自分的な読後感では、だんだん時が経つにつれて個別者が個人として独立(自立?自律??)していく道筋ではないか、と。この後、トマス・アクィナスを経て、デカルトへと。でもデカルトの有名な定義もその道筋の一つの道標に過ぎないのだろうか、と。
その他、知性論でもそんな個別化への道筋を考えさせられる。
人類の三分類法はどうかなぁ…アヴェロス的には、哲学者しか知ってはいけなかった真理を洩らしてしまったから現代の退廃がある…違う?

アヴェロスの方は、イスラムでは後継者が出てこなくて、西洋中世哲学に引き継がれた…でも、彼の思想は周りのユダヤ人にも影響を与えて、マイモニデスなど、南仏からフランドルへ…スピノザまで??

神を見る神…


「イスラム思想史」本体部分読み終え。
ラストはイブン・アラビー。この人、(本の中では名前しか出てこない)スフラワルディーとともに神秘思想と哲学を合体させたとして、モンゴル来襲以降のイスラム思想第2期の始まりを作った人。生まれ・教育はスペインだけど、著作はダマスカスなど東方で行っている。

さて、ここでは、彼の世界創造論を概観。創造といっても、一者は一者であり、万物があるように見えるのは、あたかもモノをいろんな角度から見たようなものだ、という。そんな一者(まあ、神…)が自分の姿を見る…ここに「見る神」と「見られる神」の分裂が既に起こっている。そして、様々な見方に見えるうちのある見え方が今の万物なのだそうだ。

前のアヴェロスの世界創造論の時にも思ったけど、割りと現在最先端の宇宙物理学でも似たような説なかったかしらん?それとともに今回のイブン・アラビーの場合は、神が神を見る…まるで鏡に映っているかのように…というところから、ラカンの鏡像関係とか発達心理学とかも連想してしまう。世界の「始まり」が、個人の「始まり」と一致するならば、「個体発生は系統発生を繰り返す」?
不謹慎?だが、面白すぎる…
それと、イスラム思想第2期は、最もイスラム独自の思想が生まれたのに関わらず、あまり研究されていない…と最後に井筒氏は述べている。現時点ではどうかな。
この文庫ではおまけ?に、神秘思想家バスターミーとインド哲学に関する論文がついているが…そちらはまた次回…
(2011 07/14)

提供資料:
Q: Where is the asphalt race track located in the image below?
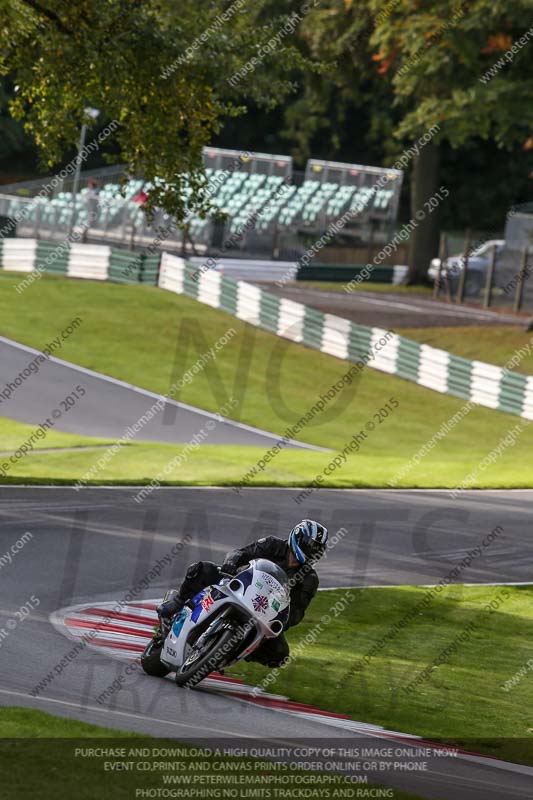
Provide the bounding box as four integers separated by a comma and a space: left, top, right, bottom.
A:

取り組む課題:
1. 本文抜粋に出てくる地名を、登場する順にすべて挙げなさい。
2. 『イスラム思想史』の読書記録である本文抜粋を、末尾の日付の後から書き継ぎなさい。

解答一覧:
1. 南仏、フランドル、スペイン、ダマスカス

2.
我、我


予告(してたっけ?)の通り、「イスラム思想史」のおまけ?バスターミーの神秘思想についての論文。これは井筒氏がイランやカナダでの研究を終え、日本に戻ってきた1980年代に書かれたもの。なので、戦前に書いたものが元となっている本文とはかなり時期が開いているもの。

さて、内容はイスラム神秘思想家バスターミーについて。本文では主にギリシャ哲学やキリスト教修道士の思想のイスラム圏流入について書かれていたが、流入していたのは西方からだけではない。東方、すなわちインドからもいろんなものが流入していた。アラビア数字なんてのもその一つじゃないかな?思想についてもそう。ここでは「汝はそれなり」というアートマン(まあ、個別者)とブラフマン(まあ、一者)の融合というか同一化が論点になっている。

今、「というか」で結んだが、この2つの差が結構重要。結合という立場はハッラージの「落入(フルール)」で、神という静寂の海の中に自分という一滴の水滴が流れ込む感じ。キリスト教の受肉を取り入れたのではとされるこの考え方は、時の正統派からは受け入れられず、彼は処刑される(「ヴォルガ・ブルガール旅行記」イブン・ファドラーンのサカリーバ・ブルガールへの公使出発の1年後)。

それに対しバスターミーの方は、自分を滅却することで、神と自分とのペルソナ変換が起こる。標題はそんな境地を表したもので、今まで我、汝というように自分と神との対話をしていたバスターミーが、どちらも我になってしまう。でも結果として、バスターミーは処刑されない。この差が何なのかという問題は重要なのだが、よくわからないところでもある。
後で引用文書いておくので…
(2011 07/15)

昨日のお約束。「イスラム思想史」から、バスターミーの言葉の引用。 

 (神を求めて)私は現世を離脱し・・・(中略)・・・神性の垂れ幕の向う側に進み入った。ところが、私がようやく高御座まで辿りついてみると、どうだろう、驚いたことに高御座は空だったではないか。私はそのままその上に身を投げ下ろして叫んだ、主よ、何処に汝を求めたらよろしいのでしょうか、と。すると、幕が巻き上げられて、私は見たのだ、私が私であることを。そう、私、私だった。 
(p454-455)
 ある人がバスターミーの家の扉をノックする。『誰にご用?』『バスターミーにお目にかかりたいのですが』。その人にバスターミーは言う。『お引きとり下さい。お気の毒だが、この家には神だけしかいない』と 
(p464)


(2011 07/16)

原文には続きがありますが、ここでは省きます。